Así que, siendo realistas y, sobre todo, congruentes con el verdadero funcionamiento del sistema de responsabilidad por daño, tal como es, está regulado y se aplica, deberíamos razonar a partir, en primer lugar, de la conciencia de que se trata de dirimir quién paga a quién y por qué, no de hacer homenaje a caprichosas justicias correctivas o restauradoras. Sobre esa base, en segundo lugar tendríamos que pensar qué tipo de relación del sujeto con el hecho dañoso y con el daño es relevante a efectos de imputar responsabilidad. Aquí es donde vale más darse cuenta de una vez de que el llamado nexo causal entre la conducta y el daño es un elemento más a considerar y que se puede poner como condición o no. Y, desde luego, va siendo hora de dejar de hablar de rupturas del nexo causal donde ni hubo causalidad material ni era condición que la hubiera, o donde lo que se “rompió” no fue el nexo causal (que lo hay o no lo hay, pero si lo hay por definición no se “rompe”), sino que se aplican criterios negativos de imputación de responsabilidad, criterios que exoneran al sujeto de responder aunque su acción esté en la cadena causal empírica.
Asúmase que, en el fondo y llevadas las cosas a su extremo, no hay más que dos alternativas.
Una, la de resignarse a que los jueces decidan caso por caso en equidad o según lo que estimen que demanda la justicia. Entonces no habrá mucha certeza o previsibilidad del contenido de las sentencias en esta materia.
La otra alternativa sería que se intentara una tipificación congruente y efectiva, en lo posible, de los criterios positivos y negativos de imputación de responsabilidad, pero llamando a cada cosa por su nombre y no adulterando conceptos, como el de nexo causal, o fingiendo que se aplican patrones preestablecidos de imputación cuando, en verdad, se trata de ficciones jurídicas que se toman o se dejan nada más que en razón de a quién se quiera hacer pagar el pato.
La situación que tenemos, a mi juicio, es la que resulta de la más perniciosa mixtura de esas dos alternativas: se decide en función de convicciones sobre lo justo o de intereses legítimos o ilegítimos relacionados con la política y la economía, pero se aparenta que se trata de insoslayables aplicaciones de pautas normativas como las de la causalidad, entre otras y por no hablar de otro tipo de tergiversaciones conceptuales, como las que, sin ir más lejos, tienen que ver con el concepto de culpa.
Hace unos años, y en un debate sobre estos temas, plateaba mi apreciado y admirado Gabriel Doménech Pascual lo siguiente:
“Imaginemos que estoy obligado por la ley a guardar mi pistola en una caja fuerte. Imaginemos que incumplo este deber de cuidado, lo que propicia que un ladrón me robe el arma. A continuación, el ladrón comienza a matar a gente con ella. Imaginemos que asesina a 200 personas en el curso de cinco años. ¿He de responder patrimonialmente de todas esas muertes?

Qué hacer ::
A) ¿Puedes reproducir el pasaje del texto sobre la responsabilidad por daño que empieza en "Hace unos años, y" y acaba en "todas esas muertes?", sustituyendo "ladrón" por "intruso"?
B) ¿Puedes proseguir el texto sobre la responsabilidad por daño a partir de su última frase?

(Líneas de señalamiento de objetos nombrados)
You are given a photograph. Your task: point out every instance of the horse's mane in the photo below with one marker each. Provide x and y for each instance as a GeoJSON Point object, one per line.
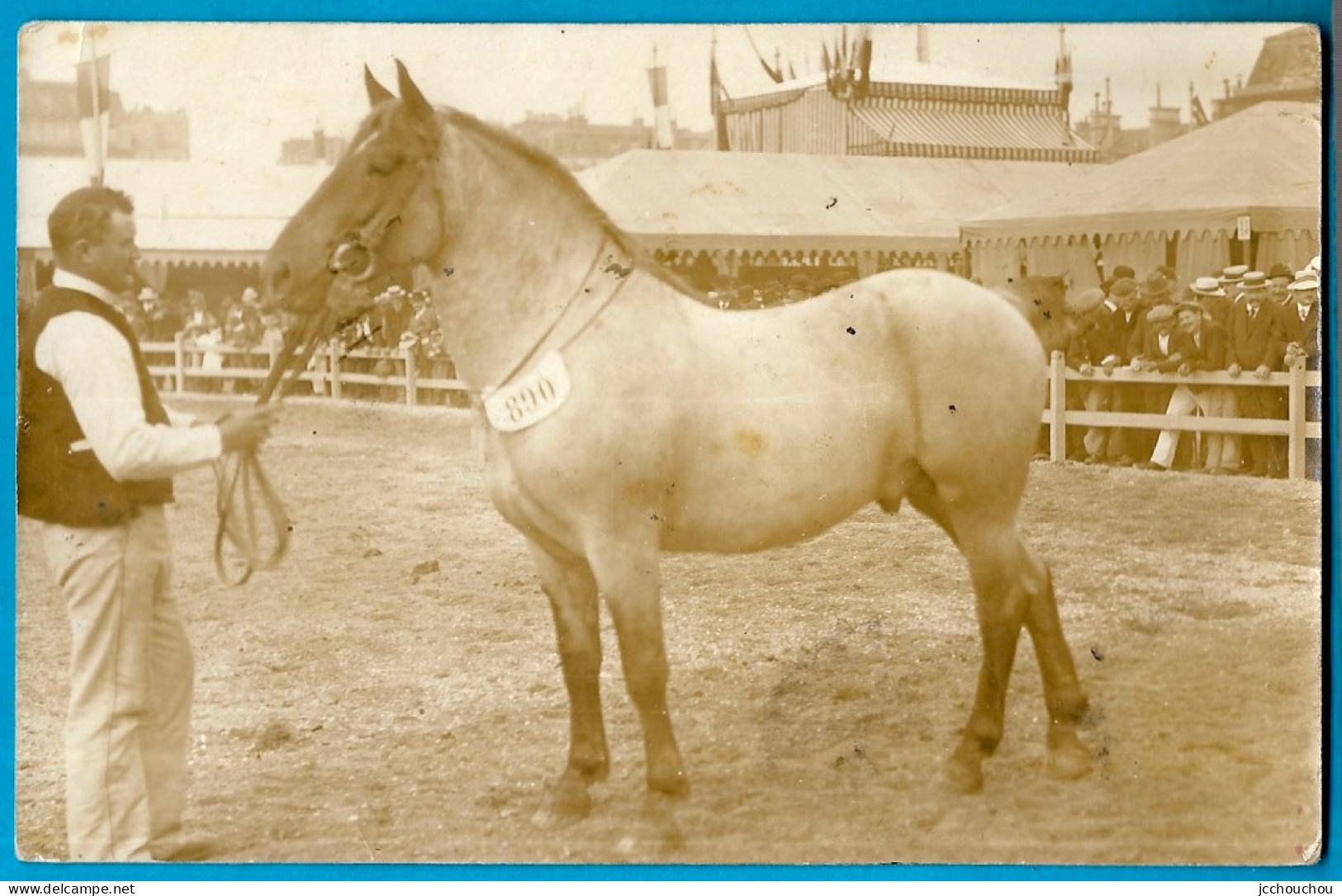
{"type": "Point", "coordinates": [558, 174]}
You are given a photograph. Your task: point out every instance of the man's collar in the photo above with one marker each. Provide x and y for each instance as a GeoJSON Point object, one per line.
{"type": "Point", "coordinates": [68, 281]}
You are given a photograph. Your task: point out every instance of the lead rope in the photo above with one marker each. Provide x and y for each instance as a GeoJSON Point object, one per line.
{"type": "Point", "coordinates": [240, 481]}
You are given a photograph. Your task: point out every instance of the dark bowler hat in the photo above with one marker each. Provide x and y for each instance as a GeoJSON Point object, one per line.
{"type": "Point", "coordinates": [1123, 287]}
{"type": "Point", "coordinates": [1208, 286]}
{"type": "Point", "coordinates": [1254, 281]}
{"type": "Point", "coordinates": [1155, 287]}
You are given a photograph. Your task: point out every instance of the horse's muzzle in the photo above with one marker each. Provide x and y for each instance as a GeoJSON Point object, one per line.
{"type": "Point", "coordinates": [353, 259]}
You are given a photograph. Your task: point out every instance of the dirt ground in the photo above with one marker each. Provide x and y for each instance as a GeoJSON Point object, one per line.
{"type": "Point", "coordinates": [358, 706]}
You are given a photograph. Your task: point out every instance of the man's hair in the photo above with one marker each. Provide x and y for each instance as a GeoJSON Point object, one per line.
{"type": "Point", "coordinates": [85, 215]}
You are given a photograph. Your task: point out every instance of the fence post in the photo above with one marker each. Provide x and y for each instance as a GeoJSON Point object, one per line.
{"type": "Point", "coordinates": [178, 361]}
{"type": "Point", "coordinates": [1298, 416]}
{"type": "Point", "coordinates": [411, 376]}
{"type": "Point", "coordinates": [333, 349]}
{"type": "Point", "coordinates": [1058, 408]}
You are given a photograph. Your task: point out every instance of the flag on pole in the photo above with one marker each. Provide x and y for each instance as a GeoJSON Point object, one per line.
{"type": "Point", "coordinates": [717, 92]}
{"type": "Point", "coordinates": [665, 135]}
{"type": "Point", "coordinates": [92, 78]}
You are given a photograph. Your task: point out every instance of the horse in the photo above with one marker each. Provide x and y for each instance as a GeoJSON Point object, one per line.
{"type": "Point", "coordinates": [623, 417]}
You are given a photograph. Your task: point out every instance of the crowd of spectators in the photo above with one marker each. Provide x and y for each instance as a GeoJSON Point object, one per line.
{"type": "Point", "coordinates": [733, 294]}
{"type": "Point", "coordinates": [1236, 321]}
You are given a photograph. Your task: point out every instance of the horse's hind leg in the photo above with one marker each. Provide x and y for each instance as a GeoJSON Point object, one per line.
{"type": "Point", "coordinates": [1063, 695]}
{"type": "Point", "coordinates": [573, 600]}
{"type": "Point", "coordinates": [1012, 589]}
{"type": "Point", "coordinates": [628, 574]}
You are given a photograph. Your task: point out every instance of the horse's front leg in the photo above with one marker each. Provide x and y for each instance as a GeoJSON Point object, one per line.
{"type": "Point", "coordinates": [573, 600]}
{"type": "Point", "coordinates": [628, 574]}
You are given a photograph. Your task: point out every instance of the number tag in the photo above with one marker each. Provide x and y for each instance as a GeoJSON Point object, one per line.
{"type": "Point", "coordinates": [532, 397]}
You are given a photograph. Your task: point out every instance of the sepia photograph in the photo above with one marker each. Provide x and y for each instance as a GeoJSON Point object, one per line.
{"type": "Point", "coordinates": [830, 444]}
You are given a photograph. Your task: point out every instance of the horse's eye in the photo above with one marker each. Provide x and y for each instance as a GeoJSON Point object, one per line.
{"type": "Point", "coordinates": [384, 163]}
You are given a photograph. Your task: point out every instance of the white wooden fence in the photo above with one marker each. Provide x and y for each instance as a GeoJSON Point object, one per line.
{"type": "Point", "coordinates": [1297, 427]}
{"type": "Point", "coordinates": [180, 363]}
{"type": "Point", "coordinates": [183, 363]}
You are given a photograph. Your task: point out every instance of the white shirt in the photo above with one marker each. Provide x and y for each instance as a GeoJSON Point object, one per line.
{"type": "Point", "coordinates": [92, 363]}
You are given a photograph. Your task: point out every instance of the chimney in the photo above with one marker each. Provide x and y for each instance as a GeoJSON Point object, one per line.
{"type": "Point", "coordinates": [1165, 124]}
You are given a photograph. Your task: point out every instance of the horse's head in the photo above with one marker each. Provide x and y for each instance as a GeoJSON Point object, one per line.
{"type": "Point", "coordinates": [375, 216]}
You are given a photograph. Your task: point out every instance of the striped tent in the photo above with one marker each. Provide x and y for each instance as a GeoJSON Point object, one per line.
{"type": "Point", "coordinates": [1183, 203]}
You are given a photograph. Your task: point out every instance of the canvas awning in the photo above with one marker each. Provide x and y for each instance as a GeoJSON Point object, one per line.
{"type": "Point", "coordinates": [768, 201]}
{"type": "Point", "coordinates": [1263, 163]}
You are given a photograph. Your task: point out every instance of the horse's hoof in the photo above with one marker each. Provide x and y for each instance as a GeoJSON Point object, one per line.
{"type": "Point", "coordinates": [964, 775]}
{"type": "Point", "coordinates": [1069, 761]}
{"type": "Point", "coordinates": [567, 804]}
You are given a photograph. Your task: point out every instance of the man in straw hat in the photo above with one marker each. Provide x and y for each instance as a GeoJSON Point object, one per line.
{"type": "Point", "coordinates": [1255, 344]}
{"type": "Point", "coordinates": [1200, 345]}
{"type": "Point", "coordinates": [1303, 333]}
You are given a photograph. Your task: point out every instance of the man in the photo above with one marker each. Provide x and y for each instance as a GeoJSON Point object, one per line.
{"type": "Point", "coordinates": [1200, 346]}
{"type": "Point", "coordinates": [1106, 344]}
{"type": "Point", "coordinates": [1159, 354]}
{"type": "Point", "coordinates": [96, 457]}
{"type": "Point", "coordinates": [1255, 344]}
{"type": "Point", "coordinates": [1303, 335]}
{"type": "Point", "coordinates": [1279, 277]}
{"type": "Point", "coordinates": [1223, 449]}
{"type": "Point", "coordinates": [1301, 326]}
{"type": "Point", "coordinates": [1153, 292]}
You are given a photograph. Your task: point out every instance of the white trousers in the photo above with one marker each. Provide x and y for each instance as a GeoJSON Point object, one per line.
{"type": "Point", "coordinates": [1223, 451]}
{"type": "Point", "coordinates": [132, 674]}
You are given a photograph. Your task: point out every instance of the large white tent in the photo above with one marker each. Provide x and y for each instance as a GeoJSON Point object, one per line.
{"type": "Point", "coordinates": [1185, 199]}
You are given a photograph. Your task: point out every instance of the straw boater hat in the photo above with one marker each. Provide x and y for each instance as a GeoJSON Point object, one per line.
{"type": "Point", "coordinates": [1208, 286]}
{"type": "Point", "coordinates": [1305, 281]}
{"type": "Point", "coordinates": [1084, 301]}
{"type": "Point", "coordinates": [1123, 287]}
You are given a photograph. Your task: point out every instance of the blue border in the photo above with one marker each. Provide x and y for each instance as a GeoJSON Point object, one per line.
{"type": "Point", "coordinates": [704, 11]}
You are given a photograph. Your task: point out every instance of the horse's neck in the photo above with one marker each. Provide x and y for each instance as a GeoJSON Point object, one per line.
{"type": "Point", "coordinates": [522, 254]}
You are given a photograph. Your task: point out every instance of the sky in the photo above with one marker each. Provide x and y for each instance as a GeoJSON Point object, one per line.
{"type": "Point", "coordinates": [249, 86]}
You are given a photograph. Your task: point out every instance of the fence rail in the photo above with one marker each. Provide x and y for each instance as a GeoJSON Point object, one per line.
{"type": "Point", "coordinates": [183, 363]}
{"type": "Point", "coordinates": [330, 372]}
{"type": "Point", "coordinates": [1297, 427]}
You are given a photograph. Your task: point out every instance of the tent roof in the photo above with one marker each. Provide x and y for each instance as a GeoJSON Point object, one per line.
{"type": "Point", "coordinates": [744, 201]}
{"type": "Point", "coordinates": [1264, 163]}
{"type": "Point", "coordinates": [184, 211]}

Respuestas ::
A)
Hace unos años, y en un debate sobre estos temas, plateaba mi apreciado y admirado Gabriel Doménech Pascual lo siguiente:
“Imaginemos que estoy obligado por la ley a guardar mi pistola en una caja fuerte. Imaginemos que incumplo este deber de cuidado, lo que propicia que un intruso me robe el arma. A continuación, el intruso comienza a matar a gente con ella. Imaginemos que asesina a 200 personas en el curso de cinco años. ¿He de responder patrimonialmente de todas esas muertes?

B)
Mi intuición me dice que no, aunque ahora mismo no sabría razonar por qué no. ¿Algún alma caritativa me lo puede explicar? Decir simplemente que la ulterior intervención dolosa de un tercero rompe el nexo de causalidad no me vale”. Estoy de acuerdo con su intuición y con su disconformidad en reconducir la cuestión a misteriosas rupturas del nexo causal. Entonces, ¿cómo podría enfocarse el asunto?
Entre otras cosas, convendría reconducir el tema a un tratamiento adecuado de la culpa. A lo largo de los últimos cincuenta años ha habido una evolución doctrinal y jurisprudencial curiosa y desconcertante. Primero se dio un movimiento de objetivación de la responsabilidad por daño. En el ámbito civil se extendió hasta el absurdo el requisito de culpa del art. 1902 del Código Civil, unas veces jugando con ideas como la de culpa leve o levísima, cuando en verdad no se veía reproche subjetivo ninguno y otras, ya en el absurdo, aduciendo que, cuando hubo daño, la culpa está en la mera causación, como si la causación sin culpa fuera ya por definición causación culposa. Por su lado, los administrativistas interpretaron con gran alegría que lo del funcionamiento normal o anormal de los servicios públicos que dice el art. 139 de LRJAP equivale a la plena objetivación de la responsabilidad patrimonial de la Administración.
Llegaron entonces los excesos jurisprudenciales, cundió la alarma y hubo que dar marcha atrás. No se podía admitir que en Derecho privado la pauta general fuera la responsabilidad objetiva, ya que entonces o bien todo el mundo responderá todo el tiempo por cualquier perjuicio que su hacer cause a otros, aun cuando ese hacer sea perfectamente lícito, o bien serán los tribunales los que a su antojo y sin atadura legal ninguna, decidirán caso por caso quién responde y quién no, según el sentir en cada caso y conforme a una idea de justicia del caso concreto. En cuanto a la responsabilidad patrimonial de la Administración, es indiscutible el riesgo que, entre otros, señalaron Pantaleón y Mir Puigpelat, el de convertir a la Administración Pública en una especie de aseguradora universal. Los vaivenes de la jurisprudencia contencioso-administrativa son bien conocidos y el hito que acabó de encender todas las alarmas fue la comentadísima sentencia de responsabilidad de la Administración sanitaria en el famoso caso del paciente con doble aneurisma.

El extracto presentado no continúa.